**Data supplied:**
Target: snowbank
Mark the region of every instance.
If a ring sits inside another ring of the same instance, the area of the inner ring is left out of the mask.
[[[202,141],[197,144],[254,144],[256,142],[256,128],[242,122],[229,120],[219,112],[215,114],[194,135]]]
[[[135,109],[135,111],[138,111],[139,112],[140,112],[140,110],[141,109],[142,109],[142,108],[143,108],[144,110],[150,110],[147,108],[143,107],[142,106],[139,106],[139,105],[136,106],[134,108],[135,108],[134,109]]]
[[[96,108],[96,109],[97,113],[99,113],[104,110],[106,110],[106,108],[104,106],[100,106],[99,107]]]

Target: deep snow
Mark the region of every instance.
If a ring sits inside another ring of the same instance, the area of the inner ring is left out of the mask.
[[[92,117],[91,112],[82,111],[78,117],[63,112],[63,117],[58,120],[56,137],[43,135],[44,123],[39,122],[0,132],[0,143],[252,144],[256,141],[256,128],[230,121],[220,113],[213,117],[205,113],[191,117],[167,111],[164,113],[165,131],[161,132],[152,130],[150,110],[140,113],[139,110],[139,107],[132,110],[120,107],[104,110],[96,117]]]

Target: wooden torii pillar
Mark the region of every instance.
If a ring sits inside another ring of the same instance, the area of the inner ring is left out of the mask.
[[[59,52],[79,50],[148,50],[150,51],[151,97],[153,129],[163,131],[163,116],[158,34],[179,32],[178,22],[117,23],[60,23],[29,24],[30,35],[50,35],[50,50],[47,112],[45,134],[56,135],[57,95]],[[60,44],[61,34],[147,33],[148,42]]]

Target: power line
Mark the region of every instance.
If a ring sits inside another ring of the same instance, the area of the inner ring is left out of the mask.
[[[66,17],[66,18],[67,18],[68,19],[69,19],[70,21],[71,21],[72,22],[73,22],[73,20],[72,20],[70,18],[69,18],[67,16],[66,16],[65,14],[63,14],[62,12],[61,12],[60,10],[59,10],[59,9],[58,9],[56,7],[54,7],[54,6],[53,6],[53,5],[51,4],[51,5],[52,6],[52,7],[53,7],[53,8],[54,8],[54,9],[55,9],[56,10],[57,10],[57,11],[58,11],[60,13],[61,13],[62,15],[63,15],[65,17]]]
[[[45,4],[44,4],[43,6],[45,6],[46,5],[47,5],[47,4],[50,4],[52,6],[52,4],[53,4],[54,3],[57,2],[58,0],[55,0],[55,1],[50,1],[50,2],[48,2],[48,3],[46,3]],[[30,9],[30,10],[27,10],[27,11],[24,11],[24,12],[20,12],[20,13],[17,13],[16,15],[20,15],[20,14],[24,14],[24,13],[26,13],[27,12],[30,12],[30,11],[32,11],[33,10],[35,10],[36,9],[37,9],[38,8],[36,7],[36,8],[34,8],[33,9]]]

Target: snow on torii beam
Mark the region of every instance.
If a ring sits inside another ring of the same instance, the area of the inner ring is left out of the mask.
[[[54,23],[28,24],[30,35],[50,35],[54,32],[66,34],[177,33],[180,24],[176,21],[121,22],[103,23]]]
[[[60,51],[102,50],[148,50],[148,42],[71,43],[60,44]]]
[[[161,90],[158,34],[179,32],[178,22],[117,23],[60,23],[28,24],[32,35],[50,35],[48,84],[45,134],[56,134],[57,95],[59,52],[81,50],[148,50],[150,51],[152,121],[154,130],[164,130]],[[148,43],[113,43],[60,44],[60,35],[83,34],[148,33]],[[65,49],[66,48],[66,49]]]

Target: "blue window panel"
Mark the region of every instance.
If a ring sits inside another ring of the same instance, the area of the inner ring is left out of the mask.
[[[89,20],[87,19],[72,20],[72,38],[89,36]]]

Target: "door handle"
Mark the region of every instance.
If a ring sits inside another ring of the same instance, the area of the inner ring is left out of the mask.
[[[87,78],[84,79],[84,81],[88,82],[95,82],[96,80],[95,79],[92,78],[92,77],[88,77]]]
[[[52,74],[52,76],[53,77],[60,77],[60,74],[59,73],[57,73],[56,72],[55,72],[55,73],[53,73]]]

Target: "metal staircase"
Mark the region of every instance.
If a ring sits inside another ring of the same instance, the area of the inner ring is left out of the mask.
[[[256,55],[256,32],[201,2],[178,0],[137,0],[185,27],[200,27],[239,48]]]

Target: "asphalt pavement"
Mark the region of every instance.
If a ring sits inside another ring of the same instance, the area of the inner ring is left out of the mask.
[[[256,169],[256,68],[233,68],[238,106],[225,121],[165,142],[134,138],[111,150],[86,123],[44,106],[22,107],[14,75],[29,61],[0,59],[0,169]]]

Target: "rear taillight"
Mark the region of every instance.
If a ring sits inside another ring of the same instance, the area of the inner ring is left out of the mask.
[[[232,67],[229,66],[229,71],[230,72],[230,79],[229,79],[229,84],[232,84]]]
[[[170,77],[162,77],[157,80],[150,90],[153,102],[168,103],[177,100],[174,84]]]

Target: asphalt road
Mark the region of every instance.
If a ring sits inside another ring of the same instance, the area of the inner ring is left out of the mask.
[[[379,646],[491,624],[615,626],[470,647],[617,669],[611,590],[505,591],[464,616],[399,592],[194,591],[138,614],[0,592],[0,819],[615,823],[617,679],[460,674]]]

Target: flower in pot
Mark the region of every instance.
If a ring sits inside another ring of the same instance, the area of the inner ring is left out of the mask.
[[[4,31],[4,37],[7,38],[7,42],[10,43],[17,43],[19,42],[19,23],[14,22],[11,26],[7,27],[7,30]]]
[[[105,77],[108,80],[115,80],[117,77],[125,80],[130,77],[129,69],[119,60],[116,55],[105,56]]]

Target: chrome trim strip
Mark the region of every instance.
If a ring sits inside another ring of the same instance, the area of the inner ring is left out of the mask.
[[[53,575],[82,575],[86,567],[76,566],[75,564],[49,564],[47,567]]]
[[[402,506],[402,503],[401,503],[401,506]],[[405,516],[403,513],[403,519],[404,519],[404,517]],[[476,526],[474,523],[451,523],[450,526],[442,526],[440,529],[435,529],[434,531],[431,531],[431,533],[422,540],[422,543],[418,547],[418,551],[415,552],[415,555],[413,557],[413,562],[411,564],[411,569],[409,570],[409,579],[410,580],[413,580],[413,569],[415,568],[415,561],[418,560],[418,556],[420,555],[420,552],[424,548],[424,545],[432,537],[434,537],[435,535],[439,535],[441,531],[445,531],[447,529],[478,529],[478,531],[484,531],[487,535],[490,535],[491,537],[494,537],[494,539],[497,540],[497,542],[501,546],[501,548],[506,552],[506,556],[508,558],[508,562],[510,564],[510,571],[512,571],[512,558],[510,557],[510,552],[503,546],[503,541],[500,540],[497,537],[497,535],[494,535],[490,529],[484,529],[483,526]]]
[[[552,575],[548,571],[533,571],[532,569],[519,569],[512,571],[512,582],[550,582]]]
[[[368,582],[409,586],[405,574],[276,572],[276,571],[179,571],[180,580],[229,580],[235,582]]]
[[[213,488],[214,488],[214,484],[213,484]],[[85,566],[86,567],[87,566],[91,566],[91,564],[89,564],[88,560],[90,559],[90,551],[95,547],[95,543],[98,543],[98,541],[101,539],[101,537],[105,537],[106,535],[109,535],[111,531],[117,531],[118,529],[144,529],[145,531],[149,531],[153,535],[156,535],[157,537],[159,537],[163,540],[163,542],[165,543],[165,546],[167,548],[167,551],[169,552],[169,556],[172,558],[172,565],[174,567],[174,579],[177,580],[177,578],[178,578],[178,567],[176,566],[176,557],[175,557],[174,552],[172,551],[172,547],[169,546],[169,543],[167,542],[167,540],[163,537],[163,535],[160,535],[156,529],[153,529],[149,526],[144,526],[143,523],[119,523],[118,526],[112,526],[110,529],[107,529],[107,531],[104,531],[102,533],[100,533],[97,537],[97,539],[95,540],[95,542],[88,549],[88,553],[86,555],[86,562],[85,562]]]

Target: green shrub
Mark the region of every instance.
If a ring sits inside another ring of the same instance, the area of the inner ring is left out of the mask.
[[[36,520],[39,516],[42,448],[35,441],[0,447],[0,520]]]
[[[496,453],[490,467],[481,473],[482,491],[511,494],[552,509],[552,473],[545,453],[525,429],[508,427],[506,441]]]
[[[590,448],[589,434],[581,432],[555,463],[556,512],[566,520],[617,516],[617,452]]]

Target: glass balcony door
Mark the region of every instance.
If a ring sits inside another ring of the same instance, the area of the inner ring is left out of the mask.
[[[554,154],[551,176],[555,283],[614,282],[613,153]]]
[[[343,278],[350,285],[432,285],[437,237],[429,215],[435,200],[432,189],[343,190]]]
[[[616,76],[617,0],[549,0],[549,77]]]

**What this task involves:**
Report, word for word, each line in the listing above that contains the string "asphalt".

**Written answer:**
Target: "asphalt pavement"
Target: asphalt road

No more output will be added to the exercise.